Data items
* * *

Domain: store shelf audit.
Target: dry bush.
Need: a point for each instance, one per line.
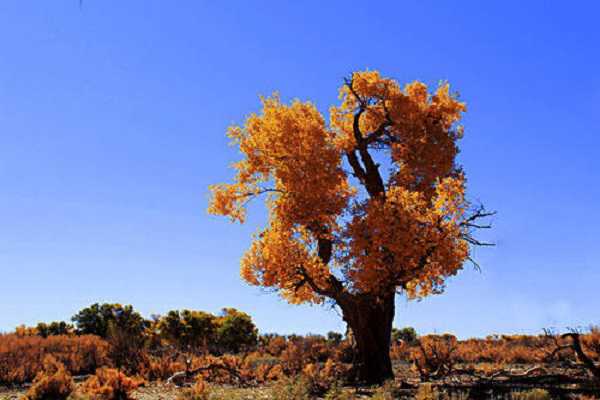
(292, 389)
(591, 343)
(434, 356)
(160, 368)
(110, 384)
(22, 357)
(534, 394)
(52, 383)
(199, 391)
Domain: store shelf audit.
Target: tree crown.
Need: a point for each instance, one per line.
(338, 224)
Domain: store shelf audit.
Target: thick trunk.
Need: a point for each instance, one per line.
(371, 324)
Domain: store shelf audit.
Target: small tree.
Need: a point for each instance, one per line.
(189, 329)
(236, 331)
(407, 335)
(340, 228)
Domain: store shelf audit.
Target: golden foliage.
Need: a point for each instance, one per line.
(21, 357)
(110, 384)
(408, 234)
(52, 383)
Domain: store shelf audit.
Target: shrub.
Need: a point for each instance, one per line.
(337, 392)
(53, 383)
(22, 357)
(385, 392)
(236, 331)
(426, 391)
(199, 391)
(292, 389)
(110, 384)
(435, 355)
(407, 335)
(534, 394)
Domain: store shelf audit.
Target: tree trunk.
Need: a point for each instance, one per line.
(371, 324)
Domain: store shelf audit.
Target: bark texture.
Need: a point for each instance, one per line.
(371, 322)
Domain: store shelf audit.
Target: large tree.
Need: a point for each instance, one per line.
(361, 208)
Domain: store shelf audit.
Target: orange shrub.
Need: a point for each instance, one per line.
(110, 384)
(434, 356)
(52, 383)
(22, 357)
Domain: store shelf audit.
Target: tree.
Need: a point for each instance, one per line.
(236, 331)
(54, 328)
(407, 334)
(341, 227)
(189, 329)
(99, 319)
(122, 326)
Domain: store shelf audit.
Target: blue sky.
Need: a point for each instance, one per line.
(112, 122)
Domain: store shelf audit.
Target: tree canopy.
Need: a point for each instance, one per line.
(338, 224)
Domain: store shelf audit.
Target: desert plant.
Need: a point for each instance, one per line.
(52, 383)
(21, 357)
(110, 384)
(534, 394)
(406, 231)
(292, 389)
(385, 391)
(199, 391)
(434, 357)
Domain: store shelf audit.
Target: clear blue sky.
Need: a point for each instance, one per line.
(112, 122)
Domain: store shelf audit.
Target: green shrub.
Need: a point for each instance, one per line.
(535, 394)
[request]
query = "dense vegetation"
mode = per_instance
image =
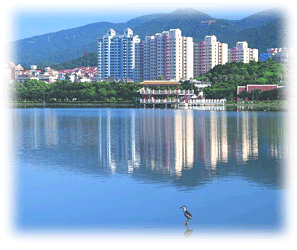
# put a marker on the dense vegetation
(263, 30)
(39, 91)
(226, 78)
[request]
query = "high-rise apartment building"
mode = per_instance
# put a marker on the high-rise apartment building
(116, 55)
(209, 53)
(168, 55)
(241, 53)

* * *

Repeat the records above exactly. Pictures do not belong in the copy.

__Response__:
Domain: store shelf audit.
Target: dry bush.
Need: a point for each instance, one per line.
(292, 389)
(591, 343)
(434, 356)
(160, 368)
(110, 384)
(22, 357)
(534, 394)
(52, 383)
(199, 391)
Domain: store shelf audit.
Target: tree crown.
Need: a point for each instance, one per line.
(338, 224)
Domain: store shelf audit.
Target: thick trunk.
Need: a point for each instance, one per line.
(371, 324)
Domain: store shelf audit.
Target: small tree.
Need: a point for each instance, one per line.
(189, 329)
(236, 331)
(407, 335)
(340, 228)
Domain: store shelf audit.
Target: golden foliage.
Need: a point for each instance, one per line.
(21, 357)
(110, 384)
(408, 234)
(52, 383)
Domain: store shelf audit.
Target: shrub.
Need: a point for each instance, one per line.
(337, 392)
(53, 383)
(22, 357)
(385, 392)
(236, 331)
(426, 391)
(199, 391)
(292, 389)
(110, 384)
(435, 355)
(407, 335)
(534, 394)
Domain: store shelf audit.
Target: tree trunk.
Need: a point for each instance, one per line.
(371, 324)
Domain: store shelf audit.
Target: bark texture.
Need: a point for each instance, one per line.
(371, 322)
Domain: store shelf audit.
Target: large tree.
Need: a point for each instance, one per line.
(361, 208)
Domain: store shelf audit.
Target: orange shrub.
Need: a point for each instance, one per line.
(110, 384)
(434, 356)
(52, 383)
(22, 357)
Domain: store shelf audit.
Target: tree.
Need: a point for each instance, one per line.
(236, 331)
(54, 328)
(407, 334)
(341, 227)
(189, 329)
(99, 319)
(122, 326)
Domain: store shelf audit.
Target: blue sky.
Need: a point for each instance, one per line.
(112, 122)
Domain: store shelf audit.
Target: tree canopy.
Need: a point for each instance, one per line.
(338, 224)
Domain: store shelf audit.
Target: desert plant.
Need: a point for each instance, one per line.
(52, 383)
(21, 357)
(110, 384)
(534, 394)
(406, 231)
(292, 389)
(385, 391)
(199, 391)
(434, 357)
Domain: store shelf audit.
Target: clear blue sky.
Need: a point for each instance, one per line.
(112, 122)
Domain: store shelf audit.
Target: green shrub.
Need: a point for each instance, one per line.
(535, 394)
[request]
query = "dense vegetation"
mode = per_instance
image =
# put a marker on the dense vegetation
(263, 30)
(39, 91)
(226, 78)
[request]
query = "high-rise apartment building"
mode = per_instance
# put a marker on the high-rise apartment building
(116, 55)
(209, 53)
(168, 55)
(241, 53)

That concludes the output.